__Documento fuente__:
+ + + + + + +
El viaje era muy doloroso porque había sido echada fuera de casa y separada de las hermanas y de los niños; ella se sentía madre de unas y de otros. El Obispo también se fue, pero para el Concilio. Madre Le Dieu, ahora ya prófuga, escribe una nota de condena por la actuación del Obispo: ”Hay un tiempo para hablar y un tiempo para callar: el Obispo, a menudo, olvidaba mis deberes personales y del todo excepcionales y providenciales; o mejor dicho, no los conocía o no quería conocerlos, porque se habría visto obligado a actuar diversamente. Repito que esto no dependía de su corazón, sino desgraciadamente de una triste y gran irreflexión capaz de todo con tal de alcanzar sus fines. Mis palabras eran desdichadamente verdaderas debido a su conducta durante el Concilio, ante el universo católico”.
+ + + + + + +
__Datos del ejercicio__:

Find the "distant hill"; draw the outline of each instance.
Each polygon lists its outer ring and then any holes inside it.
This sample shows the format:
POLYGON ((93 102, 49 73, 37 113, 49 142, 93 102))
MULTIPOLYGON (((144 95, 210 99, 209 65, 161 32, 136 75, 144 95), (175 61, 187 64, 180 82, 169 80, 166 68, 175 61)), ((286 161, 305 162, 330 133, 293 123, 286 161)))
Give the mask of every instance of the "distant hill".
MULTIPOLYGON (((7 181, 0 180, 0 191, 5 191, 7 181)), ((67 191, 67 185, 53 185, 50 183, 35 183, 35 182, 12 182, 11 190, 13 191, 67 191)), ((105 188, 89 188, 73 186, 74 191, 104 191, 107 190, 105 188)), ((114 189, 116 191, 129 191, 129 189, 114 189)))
+ + + + + + +
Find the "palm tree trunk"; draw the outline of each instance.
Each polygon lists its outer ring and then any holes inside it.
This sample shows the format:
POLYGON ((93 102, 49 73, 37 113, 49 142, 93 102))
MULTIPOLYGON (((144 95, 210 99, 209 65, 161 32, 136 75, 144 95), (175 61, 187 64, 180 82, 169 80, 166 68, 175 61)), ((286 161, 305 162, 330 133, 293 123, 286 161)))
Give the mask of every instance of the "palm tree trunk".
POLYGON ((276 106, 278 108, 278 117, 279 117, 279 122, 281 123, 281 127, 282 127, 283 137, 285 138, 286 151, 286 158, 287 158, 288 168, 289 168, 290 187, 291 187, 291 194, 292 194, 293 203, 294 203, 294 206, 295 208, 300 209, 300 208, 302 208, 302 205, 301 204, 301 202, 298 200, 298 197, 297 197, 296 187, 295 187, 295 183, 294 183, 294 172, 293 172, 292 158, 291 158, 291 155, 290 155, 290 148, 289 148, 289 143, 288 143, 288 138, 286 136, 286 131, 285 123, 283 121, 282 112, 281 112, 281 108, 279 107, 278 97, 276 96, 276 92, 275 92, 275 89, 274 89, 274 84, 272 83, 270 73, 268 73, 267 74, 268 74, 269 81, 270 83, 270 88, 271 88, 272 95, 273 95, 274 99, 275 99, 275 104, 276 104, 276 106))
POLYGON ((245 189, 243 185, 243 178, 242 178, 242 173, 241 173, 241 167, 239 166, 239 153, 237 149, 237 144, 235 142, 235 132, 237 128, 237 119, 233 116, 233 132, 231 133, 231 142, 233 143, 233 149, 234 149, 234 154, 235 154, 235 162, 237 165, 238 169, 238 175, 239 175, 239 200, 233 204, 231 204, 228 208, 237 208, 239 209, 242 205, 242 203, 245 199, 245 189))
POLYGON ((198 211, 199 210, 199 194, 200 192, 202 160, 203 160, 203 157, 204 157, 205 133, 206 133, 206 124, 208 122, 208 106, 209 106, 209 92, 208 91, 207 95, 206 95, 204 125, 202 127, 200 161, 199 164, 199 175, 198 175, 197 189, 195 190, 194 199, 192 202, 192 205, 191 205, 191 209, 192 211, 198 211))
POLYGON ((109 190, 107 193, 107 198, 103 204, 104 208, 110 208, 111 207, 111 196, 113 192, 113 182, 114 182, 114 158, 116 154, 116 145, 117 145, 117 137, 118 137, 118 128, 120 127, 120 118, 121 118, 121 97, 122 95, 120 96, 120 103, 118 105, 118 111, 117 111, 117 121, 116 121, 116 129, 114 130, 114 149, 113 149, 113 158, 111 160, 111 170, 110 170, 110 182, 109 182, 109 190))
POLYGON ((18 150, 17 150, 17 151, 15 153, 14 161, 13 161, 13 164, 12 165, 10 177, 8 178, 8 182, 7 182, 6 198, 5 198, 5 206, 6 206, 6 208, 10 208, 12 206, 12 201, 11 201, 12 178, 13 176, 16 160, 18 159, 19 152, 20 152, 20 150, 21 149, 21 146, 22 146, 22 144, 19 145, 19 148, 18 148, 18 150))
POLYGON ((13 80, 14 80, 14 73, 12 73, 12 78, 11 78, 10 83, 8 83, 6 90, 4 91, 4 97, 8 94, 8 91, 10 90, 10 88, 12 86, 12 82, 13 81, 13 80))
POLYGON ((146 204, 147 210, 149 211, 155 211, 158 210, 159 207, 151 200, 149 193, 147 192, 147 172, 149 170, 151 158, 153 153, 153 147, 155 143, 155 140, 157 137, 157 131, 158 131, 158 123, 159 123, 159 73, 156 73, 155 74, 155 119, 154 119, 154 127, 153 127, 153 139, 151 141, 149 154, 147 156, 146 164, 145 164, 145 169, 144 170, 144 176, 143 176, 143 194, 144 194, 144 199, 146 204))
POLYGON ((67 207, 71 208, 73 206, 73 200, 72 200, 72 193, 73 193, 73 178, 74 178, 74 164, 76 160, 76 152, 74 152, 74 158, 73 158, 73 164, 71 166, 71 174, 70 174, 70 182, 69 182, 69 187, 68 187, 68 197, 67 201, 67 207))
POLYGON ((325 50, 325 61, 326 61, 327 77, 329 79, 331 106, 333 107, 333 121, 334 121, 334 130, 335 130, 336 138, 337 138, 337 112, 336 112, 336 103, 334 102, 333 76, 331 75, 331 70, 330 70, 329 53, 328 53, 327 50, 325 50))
+ + + + + + +
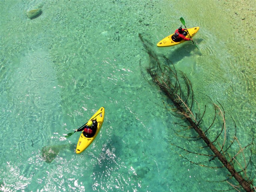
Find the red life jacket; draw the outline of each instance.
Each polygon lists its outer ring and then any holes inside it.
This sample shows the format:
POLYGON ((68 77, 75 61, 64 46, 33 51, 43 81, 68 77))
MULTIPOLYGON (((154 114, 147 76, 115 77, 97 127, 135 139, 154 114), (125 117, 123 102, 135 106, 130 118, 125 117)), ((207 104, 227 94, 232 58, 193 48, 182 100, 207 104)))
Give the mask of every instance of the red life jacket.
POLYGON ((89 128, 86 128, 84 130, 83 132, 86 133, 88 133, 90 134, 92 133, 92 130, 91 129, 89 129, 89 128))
+ + + + + + +
__Tarea breve A__:
Responde con datos del texto sobre Madre Le Dieu:
(i) ¿De quiénes fue separada ella durante el viaje?
(ii) ¿Adónde se fue el Obispo?
(iii) Según su nota, además de un tiempo para hablar, ¿para qué hay un tiempo?
__Tarea breve B__:
Sustituye "red life jacket" por "yellow life jacket" en la parte de las entradas que empieza con la línea que contiene "Find the red" y termina con la que contiene "POLYGON ((89 128, 86". Reescribe solo esas líneas y no cambies nada más.

__Respuesta A__:
(i) De las hermanas y de los niños.
(ii) Al Concilio.
(iii) Para callar.

__Respuesta B__:
Find the yellow life jacket; draw the outline of each instance.
Each polygon lists its outer ring and then any holes inside it.
This sample shows the format:
POLYGON ((68 77, 75 61, 64 46, 33 51, 43 81, 68 77))
MULTIPOLYGON (((154 114, 147 76, 115 77, 97 127, 135 139, 154 114), (125 117, 123 102, 135 106, 130 118, 125 117)), ((207 104, 227 94, 232 58, 193 48, 182 100, 207 104)))
Give the mask of every instance of the yellow life jacket.
POLYGON ((89 128, 86 128, 84 130, 83 132, 86 133, 88 133, 90 134, 92 133, 92 130, 91 129, 89 129, 89 128))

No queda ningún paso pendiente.